**Document segment**
>>>>
Running your own business in Florida has real financial upside, but it comes with one persistent gap: nobody else is covering part of your health insurance premium. For the self-employed — consultants, contractors, sole proprietors, LLC owners — the entire decision lands on you. That means weighing a subsidized or unsubsidized ACA marketplace plan against an underwritten private association plan, each priced differently, designed differently, and suited to different situations.
This guide walks through both options in full: when subsidies make the ACA marketplace a clear winner, what the private association market actually looks like, the tax structures available to self-employed Floridians, and the underwriting realities that shape who can access each type of plan. For a broader overview of how private plans are structured, see our primer on what private health insurance is.
- If your income qualifies for a meaningful ACA subsidy, the marketplace almost always wins on cost — run the numbers before assuming otherwise.
- Above the subsidy threshold, unsubsidized ACA Bronze runs $400–$700/month for a 45-year-old with a $7,000–$10,000 deductible and HMO network access.
<<<<
**Task prompt**
In the Florida self-employed health insurance guide above:
(a) Which kinds of self-employed people does it name?
(b) What monthly price range does it give for unsubsidized ACA Bronze for a 45-year-old?
(c) Which option does it say almost always wins on cost when income qualifies for a meaningful ACA subsidy?
The data after this point comes from a separate source.

**Entries supplied**
>>>>
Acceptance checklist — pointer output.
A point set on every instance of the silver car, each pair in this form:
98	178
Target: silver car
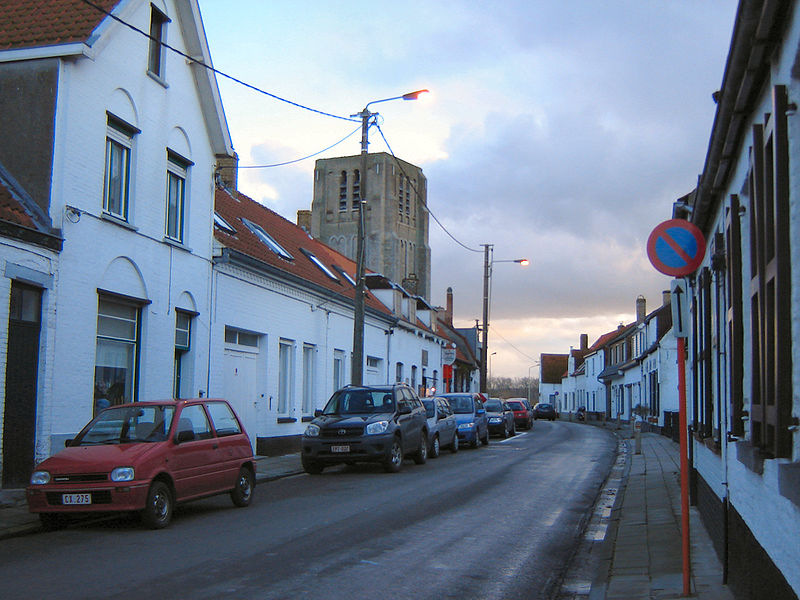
442	426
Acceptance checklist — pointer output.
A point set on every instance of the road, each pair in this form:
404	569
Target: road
494	522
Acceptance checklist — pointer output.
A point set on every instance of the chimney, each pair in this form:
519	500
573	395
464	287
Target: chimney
304	220
227	174
448	311
641	309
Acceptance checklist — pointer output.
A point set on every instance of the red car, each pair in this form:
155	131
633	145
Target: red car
523	413
146	457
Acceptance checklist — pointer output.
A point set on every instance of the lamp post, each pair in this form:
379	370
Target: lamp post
357	365
488	261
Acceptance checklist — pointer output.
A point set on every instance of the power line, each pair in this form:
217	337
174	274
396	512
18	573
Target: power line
212	69
289	162
416	191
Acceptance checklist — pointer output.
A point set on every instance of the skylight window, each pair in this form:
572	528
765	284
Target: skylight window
319	264
345	274
223	224
267	240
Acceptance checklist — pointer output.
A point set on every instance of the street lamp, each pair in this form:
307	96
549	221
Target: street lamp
357	365
488	261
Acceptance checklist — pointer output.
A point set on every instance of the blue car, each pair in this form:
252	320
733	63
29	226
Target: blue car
473	424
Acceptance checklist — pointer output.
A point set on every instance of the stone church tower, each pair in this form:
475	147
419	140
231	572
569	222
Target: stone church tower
396	222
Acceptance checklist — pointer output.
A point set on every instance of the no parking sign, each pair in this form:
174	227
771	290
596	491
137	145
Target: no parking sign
676	247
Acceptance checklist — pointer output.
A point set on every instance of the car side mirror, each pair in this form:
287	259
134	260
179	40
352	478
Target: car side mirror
187	435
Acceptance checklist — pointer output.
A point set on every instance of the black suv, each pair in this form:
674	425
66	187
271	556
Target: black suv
367	424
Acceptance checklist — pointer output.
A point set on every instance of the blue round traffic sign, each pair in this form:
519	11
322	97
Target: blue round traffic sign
676	247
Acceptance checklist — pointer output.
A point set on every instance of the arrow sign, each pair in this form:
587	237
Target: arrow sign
676	247
680	308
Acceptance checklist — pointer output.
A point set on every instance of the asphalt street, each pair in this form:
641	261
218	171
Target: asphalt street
494	522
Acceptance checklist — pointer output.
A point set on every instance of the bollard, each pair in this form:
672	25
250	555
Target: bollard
637	436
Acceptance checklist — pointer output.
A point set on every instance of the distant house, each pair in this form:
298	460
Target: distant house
108	145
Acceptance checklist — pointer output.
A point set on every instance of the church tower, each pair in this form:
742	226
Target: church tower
395	217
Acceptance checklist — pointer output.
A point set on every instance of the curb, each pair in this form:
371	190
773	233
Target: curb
600	581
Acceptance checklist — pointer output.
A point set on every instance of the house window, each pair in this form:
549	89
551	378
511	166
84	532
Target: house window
309	354
177	168
158	31
343	191
285	376
183	338
338	369
117	352
770	284
119	142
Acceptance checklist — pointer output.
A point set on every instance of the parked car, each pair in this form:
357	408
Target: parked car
523	413
442	426
473	424
146	457
542	410
501	417
367	424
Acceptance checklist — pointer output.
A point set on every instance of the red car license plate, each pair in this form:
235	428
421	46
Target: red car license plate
76	499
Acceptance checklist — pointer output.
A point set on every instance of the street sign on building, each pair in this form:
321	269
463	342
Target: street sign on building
676	247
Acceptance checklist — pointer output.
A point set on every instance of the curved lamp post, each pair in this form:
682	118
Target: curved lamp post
488	261
357	365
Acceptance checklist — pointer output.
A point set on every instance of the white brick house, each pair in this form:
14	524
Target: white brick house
132	132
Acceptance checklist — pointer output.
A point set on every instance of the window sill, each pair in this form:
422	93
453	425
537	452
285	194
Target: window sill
157	79
176	244
118	221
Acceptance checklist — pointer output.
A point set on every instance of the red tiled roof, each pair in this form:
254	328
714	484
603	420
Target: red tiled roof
11	210
32	23
291	237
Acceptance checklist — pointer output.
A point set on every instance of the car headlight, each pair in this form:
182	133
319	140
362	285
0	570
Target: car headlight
378	427
40	478
122	474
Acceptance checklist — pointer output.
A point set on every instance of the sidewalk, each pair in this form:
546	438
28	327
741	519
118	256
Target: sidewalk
15	520
642	554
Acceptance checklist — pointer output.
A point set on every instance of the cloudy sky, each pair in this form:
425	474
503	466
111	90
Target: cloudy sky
560	131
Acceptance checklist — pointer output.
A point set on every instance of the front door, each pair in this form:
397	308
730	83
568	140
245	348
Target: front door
22	368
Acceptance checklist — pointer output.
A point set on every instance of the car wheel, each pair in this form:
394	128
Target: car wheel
454	445
52	521
157	511
421	455
395	458
435	448
242	494
311	467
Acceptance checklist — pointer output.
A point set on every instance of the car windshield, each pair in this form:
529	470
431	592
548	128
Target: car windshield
360	402
126	425
461	405
430	409
493	406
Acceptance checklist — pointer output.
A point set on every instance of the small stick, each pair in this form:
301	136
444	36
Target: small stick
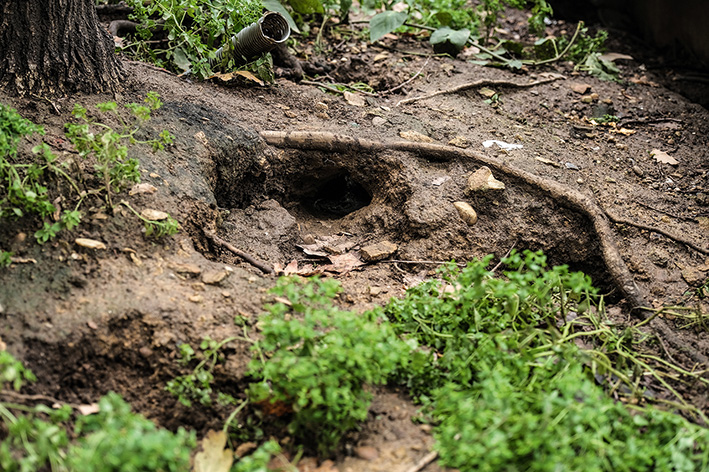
397	261
477	84
621	221
420	465
34	398
262	266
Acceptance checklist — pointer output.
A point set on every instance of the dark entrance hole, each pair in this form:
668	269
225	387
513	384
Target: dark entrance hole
336	197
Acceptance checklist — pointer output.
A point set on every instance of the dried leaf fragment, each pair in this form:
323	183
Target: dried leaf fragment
354	99
89	243
213	457
663	158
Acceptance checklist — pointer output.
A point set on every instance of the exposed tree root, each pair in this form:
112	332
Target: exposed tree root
618	270
262	266
560	193
622	221
482	83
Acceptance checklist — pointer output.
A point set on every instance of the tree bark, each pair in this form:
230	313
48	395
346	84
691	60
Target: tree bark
55	48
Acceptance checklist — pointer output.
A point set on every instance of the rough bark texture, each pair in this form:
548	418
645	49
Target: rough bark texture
55	48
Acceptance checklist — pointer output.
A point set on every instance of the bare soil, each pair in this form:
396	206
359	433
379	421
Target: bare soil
92	321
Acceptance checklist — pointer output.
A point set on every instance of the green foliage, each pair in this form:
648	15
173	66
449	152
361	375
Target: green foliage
456	15
24	185
115	439
507	387
197	385
258	460
551	416
584	45
188	32
320	359
109	147
13	372
5	258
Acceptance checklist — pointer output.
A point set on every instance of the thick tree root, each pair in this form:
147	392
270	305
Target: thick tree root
563	195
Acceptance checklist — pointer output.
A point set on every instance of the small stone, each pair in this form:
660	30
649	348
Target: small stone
154	215
379	251
378	121
466	213
145	351
659	257
189	269
482	179
367	453
213	277
142	188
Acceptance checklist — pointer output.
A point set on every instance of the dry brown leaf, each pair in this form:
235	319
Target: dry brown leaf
579	88
344	263
663	158
213	457
86	410
354	99
643	80
614	56
89	243
487	92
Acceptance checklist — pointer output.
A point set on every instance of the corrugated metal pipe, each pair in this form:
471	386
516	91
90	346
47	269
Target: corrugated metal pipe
268	32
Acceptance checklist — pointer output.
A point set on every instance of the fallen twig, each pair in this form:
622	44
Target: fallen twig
262	266
420	465
35	398
566	196
622	221
480	83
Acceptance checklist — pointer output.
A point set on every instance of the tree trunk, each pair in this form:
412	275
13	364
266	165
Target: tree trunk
55	48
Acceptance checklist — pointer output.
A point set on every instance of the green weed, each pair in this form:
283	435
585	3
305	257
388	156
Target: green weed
114	439
319	360
508	389
183	35
25	183
197	385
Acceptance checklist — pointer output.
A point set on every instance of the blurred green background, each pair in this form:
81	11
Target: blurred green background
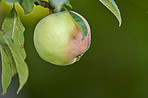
115	66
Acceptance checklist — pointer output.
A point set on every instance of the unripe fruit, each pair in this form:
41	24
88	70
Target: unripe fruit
58	40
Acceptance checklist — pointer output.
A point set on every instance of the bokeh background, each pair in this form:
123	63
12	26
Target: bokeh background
115	66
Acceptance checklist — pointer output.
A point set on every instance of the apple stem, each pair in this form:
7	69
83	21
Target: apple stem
46	4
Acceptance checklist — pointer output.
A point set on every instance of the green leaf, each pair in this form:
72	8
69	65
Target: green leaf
13	36
27	5
6	69
111	5
58	4
13	27
80	23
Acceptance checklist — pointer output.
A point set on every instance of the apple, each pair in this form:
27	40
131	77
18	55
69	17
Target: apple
58	40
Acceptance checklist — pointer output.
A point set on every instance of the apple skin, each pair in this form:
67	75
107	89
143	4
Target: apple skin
58	40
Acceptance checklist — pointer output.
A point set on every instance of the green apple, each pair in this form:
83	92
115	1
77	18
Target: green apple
58	40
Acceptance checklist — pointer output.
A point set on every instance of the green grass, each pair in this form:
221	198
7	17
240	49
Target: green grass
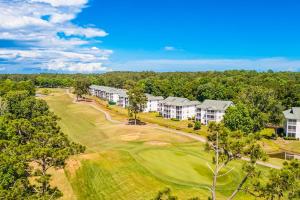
134	162
152	117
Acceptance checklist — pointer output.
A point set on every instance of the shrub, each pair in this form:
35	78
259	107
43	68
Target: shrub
45	92
197	125
112	103
190	125
290	138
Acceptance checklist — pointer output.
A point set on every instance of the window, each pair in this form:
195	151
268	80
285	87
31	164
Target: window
291	134
292	121
291	128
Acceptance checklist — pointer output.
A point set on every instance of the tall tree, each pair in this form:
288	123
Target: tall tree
137	101
29	133
228	146
81	87
280	184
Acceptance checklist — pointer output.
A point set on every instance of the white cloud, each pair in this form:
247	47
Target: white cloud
57	3
169	48
86	32
78	67
36	23
60	18
263	64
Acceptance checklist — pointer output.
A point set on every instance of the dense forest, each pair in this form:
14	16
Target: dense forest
31	142
260	96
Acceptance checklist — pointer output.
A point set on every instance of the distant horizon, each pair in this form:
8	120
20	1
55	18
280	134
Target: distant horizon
144	71
89	36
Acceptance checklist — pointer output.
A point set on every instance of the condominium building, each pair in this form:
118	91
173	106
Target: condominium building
177	107
211	110
152	103
107	93
292	122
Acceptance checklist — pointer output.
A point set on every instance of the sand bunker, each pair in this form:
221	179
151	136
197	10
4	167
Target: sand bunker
157	143
130	137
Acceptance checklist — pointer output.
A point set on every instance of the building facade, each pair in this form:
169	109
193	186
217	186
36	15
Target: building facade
211	110
292	122
177	107
152	103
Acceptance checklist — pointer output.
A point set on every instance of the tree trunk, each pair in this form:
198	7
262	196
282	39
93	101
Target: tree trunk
44	183
216	171
239	186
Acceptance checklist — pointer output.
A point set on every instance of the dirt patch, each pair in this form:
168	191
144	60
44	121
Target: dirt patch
158	143
74	163
130	137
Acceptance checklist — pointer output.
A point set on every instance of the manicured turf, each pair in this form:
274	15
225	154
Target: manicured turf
133	162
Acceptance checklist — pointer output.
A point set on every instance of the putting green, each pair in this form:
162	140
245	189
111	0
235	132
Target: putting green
134	162
183	168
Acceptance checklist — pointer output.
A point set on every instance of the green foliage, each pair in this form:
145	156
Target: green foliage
137	101
290	138
265	94
112	103
281	184
165	194
232	145
238	117
29	133
81	87
45	92
197	125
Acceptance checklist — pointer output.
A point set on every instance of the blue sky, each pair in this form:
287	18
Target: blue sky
160	35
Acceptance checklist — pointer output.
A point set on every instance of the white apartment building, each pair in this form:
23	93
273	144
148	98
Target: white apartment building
123	98
177	107
211	110
152	103
292	122
107	93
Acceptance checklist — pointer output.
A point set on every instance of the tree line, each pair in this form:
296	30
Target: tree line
260	97
31	142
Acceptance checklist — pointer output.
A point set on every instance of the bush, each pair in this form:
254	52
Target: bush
290	138
45	92
190	125
158	115
112	103
197	125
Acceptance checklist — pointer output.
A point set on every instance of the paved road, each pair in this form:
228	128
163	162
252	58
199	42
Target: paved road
189	135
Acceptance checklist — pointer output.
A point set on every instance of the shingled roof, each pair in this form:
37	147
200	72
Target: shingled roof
215	104
293	113
179	101
154	98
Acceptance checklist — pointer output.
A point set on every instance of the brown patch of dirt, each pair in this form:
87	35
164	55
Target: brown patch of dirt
130	137
74	163
158	143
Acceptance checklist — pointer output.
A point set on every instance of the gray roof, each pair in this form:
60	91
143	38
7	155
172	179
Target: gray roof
215	104
293	113
120	92
179	101
154	98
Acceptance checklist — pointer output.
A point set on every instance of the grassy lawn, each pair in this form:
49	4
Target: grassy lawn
153	118
132	162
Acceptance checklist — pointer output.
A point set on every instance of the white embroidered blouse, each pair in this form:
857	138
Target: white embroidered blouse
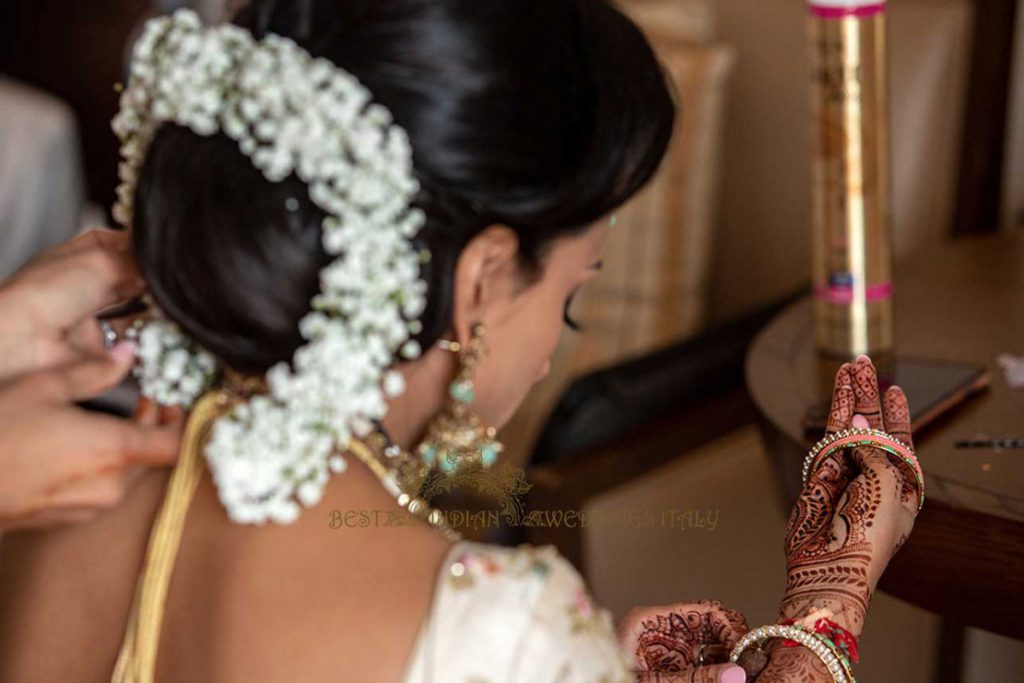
<<<<
**Task response**
(a) Consultants, contractors, sole proprietors and LLC owners.
(b) $400–$700 per month.
(c) The ACA marketplace.